[The task] Please restate all of the records word for word, setting the pictures aside.

Dataset entries
***
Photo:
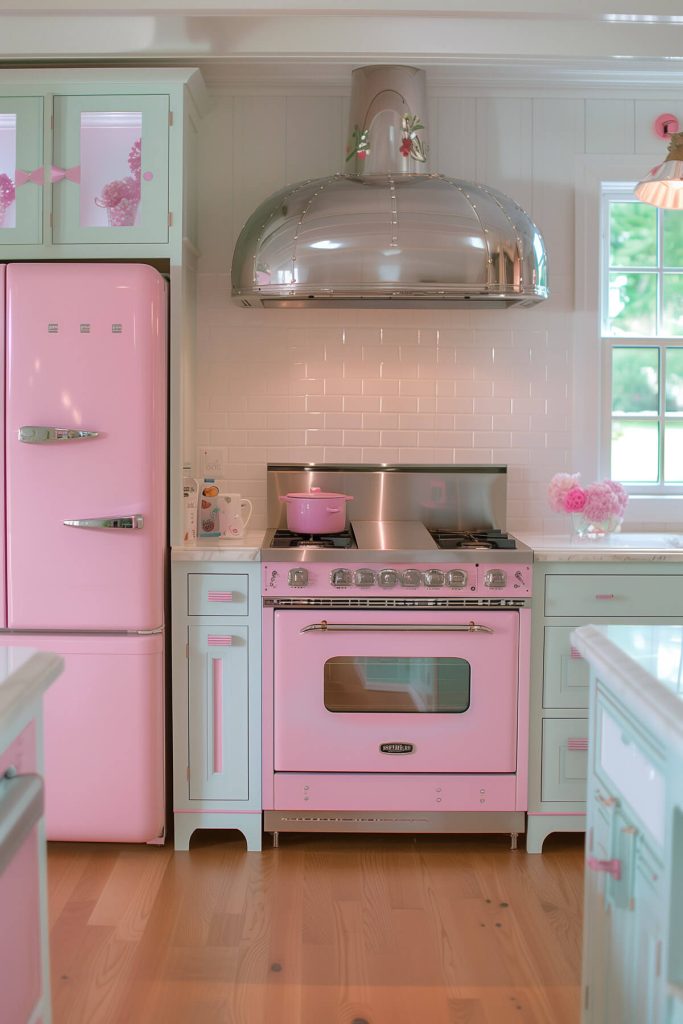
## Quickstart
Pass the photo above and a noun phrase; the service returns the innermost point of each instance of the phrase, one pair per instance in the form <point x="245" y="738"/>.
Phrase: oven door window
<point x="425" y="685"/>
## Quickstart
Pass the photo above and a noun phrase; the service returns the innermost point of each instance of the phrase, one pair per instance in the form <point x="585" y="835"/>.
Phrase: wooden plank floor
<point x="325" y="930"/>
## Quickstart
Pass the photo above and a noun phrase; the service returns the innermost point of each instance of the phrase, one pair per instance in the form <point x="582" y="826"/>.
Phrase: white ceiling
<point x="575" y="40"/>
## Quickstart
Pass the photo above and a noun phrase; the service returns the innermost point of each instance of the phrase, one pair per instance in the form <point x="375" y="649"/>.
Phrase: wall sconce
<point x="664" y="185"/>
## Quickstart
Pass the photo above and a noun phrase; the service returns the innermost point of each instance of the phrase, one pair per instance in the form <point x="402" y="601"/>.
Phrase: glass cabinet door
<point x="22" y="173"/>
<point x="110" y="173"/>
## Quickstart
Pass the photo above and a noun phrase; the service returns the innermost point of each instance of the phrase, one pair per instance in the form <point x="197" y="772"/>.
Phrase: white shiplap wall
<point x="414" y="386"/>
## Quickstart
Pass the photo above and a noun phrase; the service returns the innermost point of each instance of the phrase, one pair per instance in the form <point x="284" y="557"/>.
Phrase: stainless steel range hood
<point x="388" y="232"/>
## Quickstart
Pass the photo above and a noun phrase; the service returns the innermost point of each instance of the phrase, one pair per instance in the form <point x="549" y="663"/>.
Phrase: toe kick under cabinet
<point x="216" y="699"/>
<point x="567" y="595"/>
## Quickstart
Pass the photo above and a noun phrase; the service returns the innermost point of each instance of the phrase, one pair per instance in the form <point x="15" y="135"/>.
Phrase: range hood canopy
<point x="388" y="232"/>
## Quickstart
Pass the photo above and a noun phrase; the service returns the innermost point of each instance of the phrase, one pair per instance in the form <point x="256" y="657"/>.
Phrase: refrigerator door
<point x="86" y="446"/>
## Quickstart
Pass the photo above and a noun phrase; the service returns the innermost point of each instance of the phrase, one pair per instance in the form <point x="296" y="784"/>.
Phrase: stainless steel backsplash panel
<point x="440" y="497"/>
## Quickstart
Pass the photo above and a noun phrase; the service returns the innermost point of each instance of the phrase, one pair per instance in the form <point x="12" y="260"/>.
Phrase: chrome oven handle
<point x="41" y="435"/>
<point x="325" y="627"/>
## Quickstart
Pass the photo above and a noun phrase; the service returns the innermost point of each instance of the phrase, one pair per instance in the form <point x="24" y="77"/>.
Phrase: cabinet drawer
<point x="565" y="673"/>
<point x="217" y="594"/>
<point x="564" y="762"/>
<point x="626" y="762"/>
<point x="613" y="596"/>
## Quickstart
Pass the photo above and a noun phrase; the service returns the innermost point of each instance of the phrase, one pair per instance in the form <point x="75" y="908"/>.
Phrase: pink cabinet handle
***
[Result]
Photo:
## Quickstart
Pass the photo above and a noun phrase; the service returns the innermost point of each instance of the phrase, one pair per instance in the form <point x="245" y="738"/>.
Phrase: oven door window
<point x="425" y="685"/>
## Quickstart
Pass the photo above and a noun phrase; the service returns the innermost point of each instance of the phrase, one pair per instance in the form <point x="585" y="835"/>.
Phrase: wooden plank floor
<point x="325" y="930"/>
## Quickstart
Pass the photo above and a noun phrase; the service returns the innermost point of each instance of the phrase, one pair per instance in the form <point x="582" y="826"/>.
Phrase: white ceiling
<point x="575" y="40"/>
## Quickstart
Pass the photo above and a noun phrase; the service returns the innermost point of each instance of the phrase, one pair per instance in the form <point x="375" y="649"/>.
Phrase: wall sconce
<point x="664" y="185"/>
## Quickstart
Pass the photo above and a noun phrase; the service returns the innermost point of each instance of the phrase, one pair per instance in the form <point x="402" y="601"/>.
Phrase: glass cabinet door
<point x="22" y="173"/>
<point x="110" y="173"/>
## Quickstart
Pass the photo above and a noun phrase; the service returns the innermost point of each instance of the phrase, one pair per instance in the form <point x="197" y="772"/>.
Phrase: white shiplap wall
<point x="414" y="386"/>
## Quickstart
Pass the photo above and a noun phrase; the service returns the innermost point of each instance of the phrase, one pair per instance in the form <point x="284" y="557"/>.
Phrase: stainless steel range hood
<point x="388" y="232"/>
## Quickstart
Pass the photo above and a noun phrase; the service returns the innermost point of each instance of the phrase, one pair per instance in the form <point x="549" y="663"/>.
Phrase: toe kick under cabinet
<point x="216" y="699"/>
<point x="567" y="595"/>
## Quickstart
Pass the photo above and a noun phrase; the service returns the innermost point of each instance of the phrase, one pair per instance in the form <point x="15" y="135"/>.
Phrase: range hood canopy
<point x="388" y="232"/>
## Quickstart
Pass the photo above and a noun phrase; the service returns the innermost point of each instance of the phrase, one pair per instance in the form <point x="256" y="657"/>.
Phrase: refrigerator door
<point x="86" y="446"/>
## Quickstart
Pass the photo above and a noun phrase; the service returns the innermost point of each instance of the phrase, one pair per instance in the form <point x="296" y="784"/>.
Phrase: stainless steel backsplash panel
<point x="440" y="497"/>
## Quickstart
Pass the photo above and a noun phrase; the service returns the innermost point of each instance of the phrase, one pair per instance in the form <point x="12" y="260"/>.
Phrase: chrome oven handle
<point x="41" y="435"/>
<point x="325" y="627"/>
## Quickstart
Pass the photo above and a noun phrase; the service returns the innermost point of each instance of the phrase, one pair per instance in the form <point x="24" y="77"/>.
Phrase: cabinet drawer
<point x="565" y="673"/>
<point x="217" y="594"/>
<point x="564" y="762"/>
<point x="626" y="762"/>
<point x="613" y="596"/>
## Quickstart
Pass the photo above and a noun phrase; the service returns the innermost point of each instance of the phrase, one pair per instance in the form <point x="75" y="908"/>.
Phrase: pink cabinet handle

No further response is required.